EXERCISE
The answer is the number of lines in the data that contain the word "below"; give it alone.

Referring expression pointing data
"""
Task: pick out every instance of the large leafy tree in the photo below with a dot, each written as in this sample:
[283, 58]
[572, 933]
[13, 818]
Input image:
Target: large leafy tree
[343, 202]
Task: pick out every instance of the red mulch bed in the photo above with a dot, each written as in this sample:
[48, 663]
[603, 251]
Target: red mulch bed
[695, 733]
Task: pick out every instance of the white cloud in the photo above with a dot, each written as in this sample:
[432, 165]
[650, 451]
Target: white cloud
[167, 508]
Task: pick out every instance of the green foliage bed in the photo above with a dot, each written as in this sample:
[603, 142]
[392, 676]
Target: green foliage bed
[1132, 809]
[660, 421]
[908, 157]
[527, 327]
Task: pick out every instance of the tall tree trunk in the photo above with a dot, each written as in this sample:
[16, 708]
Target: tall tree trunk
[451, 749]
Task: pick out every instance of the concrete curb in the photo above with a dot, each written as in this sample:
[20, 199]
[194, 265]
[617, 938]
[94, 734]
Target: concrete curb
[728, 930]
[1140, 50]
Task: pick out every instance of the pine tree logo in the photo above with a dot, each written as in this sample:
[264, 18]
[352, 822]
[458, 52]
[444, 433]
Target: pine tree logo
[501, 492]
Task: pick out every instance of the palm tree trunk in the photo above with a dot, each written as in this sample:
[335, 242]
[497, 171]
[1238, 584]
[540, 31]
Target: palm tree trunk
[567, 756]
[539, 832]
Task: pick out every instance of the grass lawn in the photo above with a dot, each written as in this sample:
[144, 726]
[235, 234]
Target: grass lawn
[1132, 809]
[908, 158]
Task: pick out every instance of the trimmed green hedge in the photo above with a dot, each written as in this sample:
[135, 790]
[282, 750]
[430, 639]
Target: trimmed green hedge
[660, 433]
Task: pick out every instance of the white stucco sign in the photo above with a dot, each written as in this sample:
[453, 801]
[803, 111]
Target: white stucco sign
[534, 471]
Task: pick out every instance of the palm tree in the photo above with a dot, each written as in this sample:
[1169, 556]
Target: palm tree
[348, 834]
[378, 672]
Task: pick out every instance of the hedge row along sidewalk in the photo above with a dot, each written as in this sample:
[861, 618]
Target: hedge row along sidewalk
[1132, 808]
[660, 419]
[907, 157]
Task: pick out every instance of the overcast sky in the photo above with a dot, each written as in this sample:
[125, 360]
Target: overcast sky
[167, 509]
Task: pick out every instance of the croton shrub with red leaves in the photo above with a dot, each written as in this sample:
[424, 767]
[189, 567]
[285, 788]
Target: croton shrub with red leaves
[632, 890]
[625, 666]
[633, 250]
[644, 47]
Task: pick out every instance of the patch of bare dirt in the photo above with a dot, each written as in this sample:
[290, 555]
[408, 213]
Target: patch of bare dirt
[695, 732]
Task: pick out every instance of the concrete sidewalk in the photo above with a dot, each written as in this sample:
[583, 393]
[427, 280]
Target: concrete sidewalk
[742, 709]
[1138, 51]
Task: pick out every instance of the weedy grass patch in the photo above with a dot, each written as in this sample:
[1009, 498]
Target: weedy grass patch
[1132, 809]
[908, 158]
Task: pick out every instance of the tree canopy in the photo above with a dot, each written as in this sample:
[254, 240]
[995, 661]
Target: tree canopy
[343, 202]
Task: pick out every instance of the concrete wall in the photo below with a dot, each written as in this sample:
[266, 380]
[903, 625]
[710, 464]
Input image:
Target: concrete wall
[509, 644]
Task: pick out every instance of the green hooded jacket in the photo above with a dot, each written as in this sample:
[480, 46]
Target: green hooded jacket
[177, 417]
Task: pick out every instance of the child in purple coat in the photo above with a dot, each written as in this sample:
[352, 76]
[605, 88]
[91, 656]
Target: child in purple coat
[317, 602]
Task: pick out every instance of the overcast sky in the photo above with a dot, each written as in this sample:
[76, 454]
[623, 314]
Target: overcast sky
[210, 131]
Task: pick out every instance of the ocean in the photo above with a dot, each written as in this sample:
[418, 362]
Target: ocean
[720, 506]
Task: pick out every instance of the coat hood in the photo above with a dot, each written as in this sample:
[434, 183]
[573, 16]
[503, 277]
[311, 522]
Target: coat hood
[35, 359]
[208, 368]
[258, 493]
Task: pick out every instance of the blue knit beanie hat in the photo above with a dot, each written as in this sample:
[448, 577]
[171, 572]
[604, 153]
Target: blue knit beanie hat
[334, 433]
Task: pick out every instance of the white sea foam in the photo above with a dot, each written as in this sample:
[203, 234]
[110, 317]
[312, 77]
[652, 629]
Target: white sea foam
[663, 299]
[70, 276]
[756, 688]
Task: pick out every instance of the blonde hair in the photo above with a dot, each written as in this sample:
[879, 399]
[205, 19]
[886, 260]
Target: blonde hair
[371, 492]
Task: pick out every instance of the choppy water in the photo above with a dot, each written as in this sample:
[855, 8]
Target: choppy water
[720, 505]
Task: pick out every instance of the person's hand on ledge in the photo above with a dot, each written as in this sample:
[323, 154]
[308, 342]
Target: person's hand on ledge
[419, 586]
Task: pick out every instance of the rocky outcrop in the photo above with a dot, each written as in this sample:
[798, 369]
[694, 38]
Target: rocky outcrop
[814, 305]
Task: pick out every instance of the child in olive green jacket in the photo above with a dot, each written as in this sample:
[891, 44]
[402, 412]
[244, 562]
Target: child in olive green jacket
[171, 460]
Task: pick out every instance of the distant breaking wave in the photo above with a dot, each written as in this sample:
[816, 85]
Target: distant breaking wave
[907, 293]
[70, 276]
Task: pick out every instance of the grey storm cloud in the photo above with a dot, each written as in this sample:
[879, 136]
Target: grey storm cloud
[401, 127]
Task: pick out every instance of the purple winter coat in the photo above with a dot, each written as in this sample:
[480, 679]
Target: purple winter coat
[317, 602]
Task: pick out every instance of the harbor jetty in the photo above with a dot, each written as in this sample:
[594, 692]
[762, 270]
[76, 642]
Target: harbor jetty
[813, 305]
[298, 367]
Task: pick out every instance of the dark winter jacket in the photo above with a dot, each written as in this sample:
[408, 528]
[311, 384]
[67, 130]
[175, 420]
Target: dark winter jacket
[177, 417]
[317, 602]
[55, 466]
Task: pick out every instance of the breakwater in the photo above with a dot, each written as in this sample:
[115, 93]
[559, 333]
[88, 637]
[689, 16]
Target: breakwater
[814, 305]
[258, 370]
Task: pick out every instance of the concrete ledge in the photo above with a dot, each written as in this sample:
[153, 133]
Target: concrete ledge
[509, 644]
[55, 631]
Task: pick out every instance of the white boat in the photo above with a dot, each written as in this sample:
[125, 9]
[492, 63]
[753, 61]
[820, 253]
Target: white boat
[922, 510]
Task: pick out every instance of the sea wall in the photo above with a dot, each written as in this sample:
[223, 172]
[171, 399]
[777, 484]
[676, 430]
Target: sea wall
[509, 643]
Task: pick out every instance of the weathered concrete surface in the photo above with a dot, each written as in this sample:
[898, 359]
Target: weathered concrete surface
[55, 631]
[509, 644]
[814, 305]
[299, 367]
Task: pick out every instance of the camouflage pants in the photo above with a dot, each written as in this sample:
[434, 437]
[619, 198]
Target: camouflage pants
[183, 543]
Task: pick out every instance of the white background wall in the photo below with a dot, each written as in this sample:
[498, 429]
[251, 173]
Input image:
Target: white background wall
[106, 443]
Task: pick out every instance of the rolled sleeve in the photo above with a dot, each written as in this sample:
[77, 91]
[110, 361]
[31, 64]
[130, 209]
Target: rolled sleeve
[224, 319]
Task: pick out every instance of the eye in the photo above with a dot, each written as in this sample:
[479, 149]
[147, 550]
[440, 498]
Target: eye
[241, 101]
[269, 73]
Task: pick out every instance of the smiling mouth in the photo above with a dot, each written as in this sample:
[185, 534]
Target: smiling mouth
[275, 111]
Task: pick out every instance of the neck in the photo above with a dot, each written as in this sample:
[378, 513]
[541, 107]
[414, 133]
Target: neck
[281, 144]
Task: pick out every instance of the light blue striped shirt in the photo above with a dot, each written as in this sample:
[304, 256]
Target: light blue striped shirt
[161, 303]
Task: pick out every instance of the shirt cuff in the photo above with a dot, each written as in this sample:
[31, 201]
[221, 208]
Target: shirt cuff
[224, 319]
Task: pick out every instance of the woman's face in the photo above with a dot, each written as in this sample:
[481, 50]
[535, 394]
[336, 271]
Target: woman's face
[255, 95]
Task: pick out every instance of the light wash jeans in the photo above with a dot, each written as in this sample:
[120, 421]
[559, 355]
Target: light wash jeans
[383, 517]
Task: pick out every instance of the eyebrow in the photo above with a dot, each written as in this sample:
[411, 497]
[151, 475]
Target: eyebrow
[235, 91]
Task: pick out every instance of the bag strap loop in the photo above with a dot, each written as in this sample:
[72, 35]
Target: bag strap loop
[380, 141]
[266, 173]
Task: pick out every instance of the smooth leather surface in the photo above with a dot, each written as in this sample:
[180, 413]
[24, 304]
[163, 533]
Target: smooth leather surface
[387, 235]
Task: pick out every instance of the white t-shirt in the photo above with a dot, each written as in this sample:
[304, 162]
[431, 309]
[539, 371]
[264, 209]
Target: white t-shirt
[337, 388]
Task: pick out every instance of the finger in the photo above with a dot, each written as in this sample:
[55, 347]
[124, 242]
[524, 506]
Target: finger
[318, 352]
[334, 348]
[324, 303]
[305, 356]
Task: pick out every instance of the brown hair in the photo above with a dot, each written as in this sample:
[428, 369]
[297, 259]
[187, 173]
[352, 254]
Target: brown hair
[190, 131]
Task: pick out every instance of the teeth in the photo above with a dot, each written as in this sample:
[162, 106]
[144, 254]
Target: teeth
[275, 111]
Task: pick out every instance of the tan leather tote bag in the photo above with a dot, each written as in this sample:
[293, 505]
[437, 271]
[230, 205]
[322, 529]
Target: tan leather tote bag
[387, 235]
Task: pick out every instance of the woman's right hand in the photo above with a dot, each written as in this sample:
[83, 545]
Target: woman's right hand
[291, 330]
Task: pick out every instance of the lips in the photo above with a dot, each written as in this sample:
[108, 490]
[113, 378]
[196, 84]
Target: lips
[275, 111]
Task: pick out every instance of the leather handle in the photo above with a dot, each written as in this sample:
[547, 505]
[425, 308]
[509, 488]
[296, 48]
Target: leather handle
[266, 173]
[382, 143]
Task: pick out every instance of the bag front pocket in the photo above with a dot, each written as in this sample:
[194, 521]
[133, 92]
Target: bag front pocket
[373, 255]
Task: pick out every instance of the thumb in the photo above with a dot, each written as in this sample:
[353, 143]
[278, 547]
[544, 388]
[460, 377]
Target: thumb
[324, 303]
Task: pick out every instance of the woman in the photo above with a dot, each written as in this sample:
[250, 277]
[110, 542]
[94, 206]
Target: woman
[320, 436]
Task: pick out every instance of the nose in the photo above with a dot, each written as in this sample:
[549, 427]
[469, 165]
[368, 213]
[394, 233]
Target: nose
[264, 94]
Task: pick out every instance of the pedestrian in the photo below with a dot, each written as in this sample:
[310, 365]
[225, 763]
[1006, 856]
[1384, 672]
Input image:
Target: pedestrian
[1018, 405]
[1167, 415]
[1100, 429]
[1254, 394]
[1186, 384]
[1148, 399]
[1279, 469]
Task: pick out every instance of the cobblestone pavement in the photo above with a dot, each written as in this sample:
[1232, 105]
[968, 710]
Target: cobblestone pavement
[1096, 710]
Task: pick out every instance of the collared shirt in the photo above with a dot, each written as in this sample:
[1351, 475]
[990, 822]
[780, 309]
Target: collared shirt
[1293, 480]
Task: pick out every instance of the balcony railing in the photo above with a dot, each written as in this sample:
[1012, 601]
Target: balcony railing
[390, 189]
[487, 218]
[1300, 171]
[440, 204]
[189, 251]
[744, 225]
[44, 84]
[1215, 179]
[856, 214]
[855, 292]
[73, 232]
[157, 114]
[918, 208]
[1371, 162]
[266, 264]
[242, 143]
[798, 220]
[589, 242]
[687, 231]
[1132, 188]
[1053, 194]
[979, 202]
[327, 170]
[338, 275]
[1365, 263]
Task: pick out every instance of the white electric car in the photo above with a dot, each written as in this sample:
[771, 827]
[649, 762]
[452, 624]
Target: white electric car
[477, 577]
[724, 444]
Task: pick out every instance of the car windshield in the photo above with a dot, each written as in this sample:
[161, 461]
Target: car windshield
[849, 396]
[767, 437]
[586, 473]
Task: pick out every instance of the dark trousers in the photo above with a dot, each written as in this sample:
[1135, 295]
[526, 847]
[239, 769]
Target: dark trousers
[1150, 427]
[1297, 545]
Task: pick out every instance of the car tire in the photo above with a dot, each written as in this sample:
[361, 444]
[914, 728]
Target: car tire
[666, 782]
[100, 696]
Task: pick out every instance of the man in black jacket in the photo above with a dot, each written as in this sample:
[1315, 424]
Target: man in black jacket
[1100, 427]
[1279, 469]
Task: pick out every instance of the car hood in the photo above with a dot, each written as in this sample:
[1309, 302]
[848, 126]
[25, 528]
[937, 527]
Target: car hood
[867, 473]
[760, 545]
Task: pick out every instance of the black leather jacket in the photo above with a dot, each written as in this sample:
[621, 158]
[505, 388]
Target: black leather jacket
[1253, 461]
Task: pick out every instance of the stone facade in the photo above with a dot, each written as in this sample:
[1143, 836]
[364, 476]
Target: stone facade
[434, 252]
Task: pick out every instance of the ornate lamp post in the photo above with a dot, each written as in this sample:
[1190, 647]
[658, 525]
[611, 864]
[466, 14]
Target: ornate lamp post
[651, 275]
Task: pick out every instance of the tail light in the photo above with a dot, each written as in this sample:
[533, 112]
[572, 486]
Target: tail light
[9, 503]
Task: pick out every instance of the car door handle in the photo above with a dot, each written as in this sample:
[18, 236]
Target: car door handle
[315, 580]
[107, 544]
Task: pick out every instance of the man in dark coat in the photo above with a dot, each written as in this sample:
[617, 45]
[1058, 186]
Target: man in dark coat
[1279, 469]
"""
OUTPUT OF THE TASK
4